:: WORK INSTRUCTIONS ::
Rewrite the passage on the tsar's downfall from "The third major" up to and including "Yusopov murdered him.", swapping every "Rasputin" for "Grigori Rasputin".

The third major cause of the downfall of the tsar was the role of Rasputin at the period. The Tsarina trusted him wholeheartedly and he abused this privilege to admit and dismiss ministers as he like. Overall, although the tsar alienated the peasants, whilst he was out at war and even ordered the Dumas to stop meeting, Rasputin did his utmost to alienate those groups that were previously staunch tsar supporters to the extent that they too started to doubt the effectiveness of the tsar, the damage was already irreparable when a group led by Prince Yusopov murdered him.

:: DATA UNDER STUDY ::
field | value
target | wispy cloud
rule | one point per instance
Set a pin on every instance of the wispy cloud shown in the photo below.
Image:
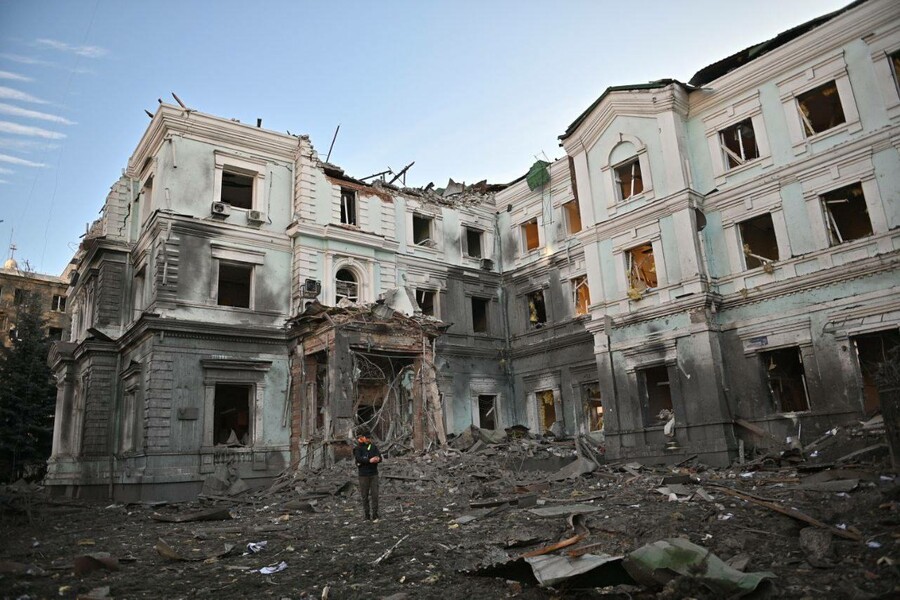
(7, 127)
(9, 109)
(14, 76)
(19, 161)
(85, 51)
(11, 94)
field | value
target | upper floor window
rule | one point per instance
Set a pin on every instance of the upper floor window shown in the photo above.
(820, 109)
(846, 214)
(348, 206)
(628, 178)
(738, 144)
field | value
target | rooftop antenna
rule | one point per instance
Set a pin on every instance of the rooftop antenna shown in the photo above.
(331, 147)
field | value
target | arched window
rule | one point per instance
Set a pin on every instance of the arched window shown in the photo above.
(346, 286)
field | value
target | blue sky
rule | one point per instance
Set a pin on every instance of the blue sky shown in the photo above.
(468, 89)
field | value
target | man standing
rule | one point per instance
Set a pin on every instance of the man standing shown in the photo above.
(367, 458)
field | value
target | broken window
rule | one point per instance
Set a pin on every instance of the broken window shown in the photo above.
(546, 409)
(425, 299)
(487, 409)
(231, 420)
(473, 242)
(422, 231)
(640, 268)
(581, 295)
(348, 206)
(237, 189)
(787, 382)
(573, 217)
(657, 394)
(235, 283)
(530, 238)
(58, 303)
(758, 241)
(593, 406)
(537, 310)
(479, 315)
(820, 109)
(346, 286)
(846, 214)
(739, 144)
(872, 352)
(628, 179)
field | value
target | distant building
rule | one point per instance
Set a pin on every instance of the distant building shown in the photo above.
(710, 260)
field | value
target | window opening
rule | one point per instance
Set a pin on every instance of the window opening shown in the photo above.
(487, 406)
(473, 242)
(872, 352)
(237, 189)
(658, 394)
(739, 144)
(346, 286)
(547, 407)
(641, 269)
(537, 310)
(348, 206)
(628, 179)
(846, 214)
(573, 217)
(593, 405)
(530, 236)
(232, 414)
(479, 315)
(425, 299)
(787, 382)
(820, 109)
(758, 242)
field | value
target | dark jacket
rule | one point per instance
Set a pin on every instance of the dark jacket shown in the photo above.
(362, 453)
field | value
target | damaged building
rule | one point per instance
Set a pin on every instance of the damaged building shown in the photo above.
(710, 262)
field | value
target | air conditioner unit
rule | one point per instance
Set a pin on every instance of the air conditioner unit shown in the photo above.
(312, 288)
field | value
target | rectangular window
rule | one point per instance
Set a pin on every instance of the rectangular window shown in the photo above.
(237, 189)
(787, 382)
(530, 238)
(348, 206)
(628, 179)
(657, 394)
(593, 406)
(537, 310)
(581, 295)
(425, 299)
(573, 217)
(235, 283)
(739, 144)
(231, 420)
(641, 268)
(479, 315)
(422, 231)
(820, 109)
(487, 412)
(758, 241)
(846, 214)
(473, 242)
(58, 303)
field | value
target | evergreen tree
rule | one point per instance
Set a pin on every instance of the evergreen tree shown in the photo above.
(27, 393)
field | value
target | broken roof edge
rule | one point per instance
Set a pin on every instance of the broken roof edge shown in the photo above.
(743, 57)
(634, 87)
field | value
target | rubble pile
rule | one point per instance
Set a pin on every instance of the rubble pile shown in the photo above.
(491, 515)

:: WRITTEN ANSWER ::
The third major cause of the downfall of the tsar was the role of Grigori Rasputin at the period. The Tsarina trusted him wholeheartedly and he abused this privilege to admit and dismiss ministers as he like. Overall, although the tsar alienated the peasants, whilst he was out at war and even ordered the Dumas to stop meeting, Grigori Rasputin did his utmost to alienate those groups that were previously staunch tsar supporters to the extent that they too started to doubt the effectiveness of the tsar, the damage was already irreparable when a group led by Prince Yusopov murdered him.